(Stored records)

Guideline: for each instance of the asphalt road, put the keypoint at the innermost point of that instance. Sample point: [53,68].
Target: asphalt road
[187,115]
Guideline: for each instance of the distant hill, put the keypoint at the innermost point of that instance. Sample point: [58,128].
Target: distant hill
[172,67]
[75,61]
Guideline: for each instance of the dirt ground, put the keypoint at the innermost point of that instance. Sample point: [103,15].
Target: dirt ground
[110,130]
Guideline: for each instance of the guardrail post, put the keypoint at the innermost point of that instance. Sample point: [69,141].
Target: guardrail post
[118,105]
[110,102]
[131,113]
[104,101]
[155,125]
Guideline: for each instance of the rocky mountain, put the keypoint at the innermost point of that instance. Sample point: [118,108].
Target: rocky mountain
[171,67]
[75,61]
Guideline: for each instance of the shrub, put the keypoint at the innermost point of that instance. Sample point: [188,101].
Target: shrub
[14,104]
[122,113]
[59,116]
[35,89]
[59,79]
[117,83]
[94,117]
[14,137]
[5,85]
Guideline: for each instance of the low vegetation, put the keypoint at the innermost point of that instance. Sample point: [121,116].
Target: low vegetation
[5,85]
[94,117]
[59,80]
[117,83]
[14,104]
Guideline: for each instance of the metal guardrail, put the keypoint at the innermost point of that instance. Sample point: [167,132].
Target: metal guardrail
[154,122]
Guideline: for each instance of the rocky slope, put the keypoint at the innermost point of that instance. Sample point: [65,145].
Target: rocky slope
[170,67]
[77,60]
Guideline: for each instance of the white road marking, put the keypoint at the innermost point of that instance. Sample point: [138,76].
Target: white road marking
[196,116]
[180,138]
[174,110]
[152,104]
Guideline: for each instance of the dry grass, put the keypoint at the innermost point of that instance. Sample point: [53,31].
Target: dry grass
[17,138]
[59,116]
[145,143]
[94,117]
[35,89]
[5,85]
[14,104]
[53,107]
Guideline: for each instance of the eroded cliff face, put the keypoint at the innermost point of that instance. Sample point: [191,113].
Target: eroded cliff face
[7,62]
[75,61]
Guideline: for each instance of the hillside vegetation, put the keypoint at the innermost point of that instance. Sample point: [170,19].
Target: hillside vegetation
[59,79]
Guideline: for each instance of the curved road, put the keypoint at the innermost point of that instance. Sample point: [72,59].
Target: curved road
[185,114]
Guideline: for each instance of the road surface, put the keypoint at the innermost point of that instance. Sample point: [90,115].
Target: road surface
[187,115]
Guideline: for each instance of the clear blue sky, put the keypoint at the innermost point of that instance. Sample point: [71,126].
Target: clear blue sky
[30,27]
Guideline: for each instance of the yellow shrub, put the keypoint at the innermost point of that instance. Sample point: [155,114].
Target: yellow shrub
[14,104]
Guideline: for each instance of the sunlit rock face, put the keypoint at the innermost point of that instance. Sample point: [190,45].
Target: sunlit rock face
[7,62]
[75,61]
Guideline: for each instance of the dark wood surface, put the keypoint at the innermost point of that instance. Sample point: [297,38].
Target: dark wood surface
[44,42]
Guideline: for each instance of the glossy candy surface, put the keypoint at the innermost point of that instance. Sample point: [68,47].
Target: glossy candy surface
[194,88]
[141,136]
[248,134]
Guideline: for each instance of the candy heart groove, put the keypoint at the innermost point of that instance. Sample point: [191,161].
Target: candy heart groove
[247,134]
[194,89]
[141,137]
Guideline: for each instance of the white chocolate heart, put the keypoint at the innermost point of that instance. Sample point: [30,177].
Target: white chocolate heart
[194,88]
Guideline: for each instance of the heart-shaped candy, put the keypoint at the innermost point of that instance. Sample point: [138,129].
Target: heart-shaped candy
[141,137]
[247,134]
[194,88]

YOUR INSTRUCTIONS:
Return exactly the lines from the one containing "Guideline: for each instance of the candy" through the last line of the records above, both included, and nothing else.

RESPONSE BELOW:
Guideline: for each instance of the candy heart groove, put the keypoint at the innermost point of that instance. Sample point: [191,161].
Target: candy heart groove
[247,134]
[194,89]
[141,137]
Guideline: for each instance of the white chocolate heart, put the keypoint at the innermost point of that instance. Sample point: [30,177].
Target: white chocolate heart
[194,88]
Guideline: for each instance of the heart-shaped candy, put the keypoint at the innermost point of that instance. Sample point: [138,129].
Target: heart-shaped candy
[141,137]
[247,134]
[194,88]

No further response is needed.